2. Agriculture’s H-2A Reform (Guest Worker) Proposals 1996-2000

* Substantive Objectives of Guest Worker Legislation

* Politics of Guest Worker Legislation

* Emergence of Earned Adjustment of Status Legislation

3. Major Components of AgJOBS Legislation (S. 1645 and H.R. 3142)

Earned Adjustment of Status

* Retaining experienced agricultural workers

* Providing a transition to eventual expanded usage of the H-2A program

* Lessons learned from the SAW program: addressing amnesty and limiting fraud

H-2A Reform

* Simplifying and Expediting the Process for the Application for and Approval of the Admission of Foreign Workers

* Establishing a Reasonable and Affordable Wage Rate

* Avoiding Needless and Costly Litigation While Protecting the Interests of U.S. and Foreign Workers

4. Expected Impacts

* Stabilization of the agricultural work force

* Providing agricultural employers reasonable access to a legal workforce under circumstances where the government increases employers sanctions enforcement and/or enacts additional legislation targeting employers and aliens and expanding work place penalties

* Gradual expansion of the use of a reformed H-2A program

* Substantial decrease in illegal migration into U.S. agricultural jobs

* Enhanced competitiveness of labor intensive agriculture with foreign producers

* Establishment of a model for broader immigration reform in other industries

* Opportunity for increased future collaboration and communication between agricultural and worker interests developed through common interests in enactment and implementation of the AgJOBS legislation

S. 1645 and H.R. 3142

Summary of Significant Provisions
September 2003

Title I– Adjustment of Agricultural Workers to Temporary and Permanent Resident Status

Title I establishes a program whereby agricultural workers in the United States who lack authorized immigration status but who can demonstrate that they have worked 100 or more days in a 12 consecutive month period during the 18-month period ending on August 31, 2003 can apply for adjustment of status. Eligible applicants would be granted temporary resident status. If the farmworker performs at least 360 work days of agricultural employment during the six year period ending on August 31, 2009, including at least 240 work days during the first 3 years following adjustment, and at least 75 days of agricultural work during each of three 12-month periods in the six years following adjustment to temporary resident status, the farmworker may apply for permanent resident status.

=======

# SET EXERCISE A:
In the AgJOBS outline, how many work days of agricultural employment must a farmworker perform during the six-year period ending on August 31, 2009, to apply for permanent resident status?
# SET EXERCISE B:
Rewrite the passage of the AgJOBS outline that begins at the words "2. Agriculture’s H-2A" and ends after "and H.R. 3142)", replacing "Guest Worker" with "Temporary Worker" throughout.
The listing after this point is not needed for this work.

# DATASET SECTION:

=======

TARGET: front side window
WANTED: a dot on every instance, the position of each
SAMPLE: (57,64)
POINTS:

=======

# COMPLETE OUTPUT A:
At least 360 work days.

# COMPLETE OUTPUT B:
2. Agriculture’s H-2A Reform (Temporary Worker) Proposals 1996-2000

* Substantive Objectives of Temporary Worker Legislation

* Politics of Temporary Worker Legislation

* Emergence of Earned Adjustment of Status Legislation

3. Major Components of AgJOBS Legislation (S. 1645 and H.R. 3142)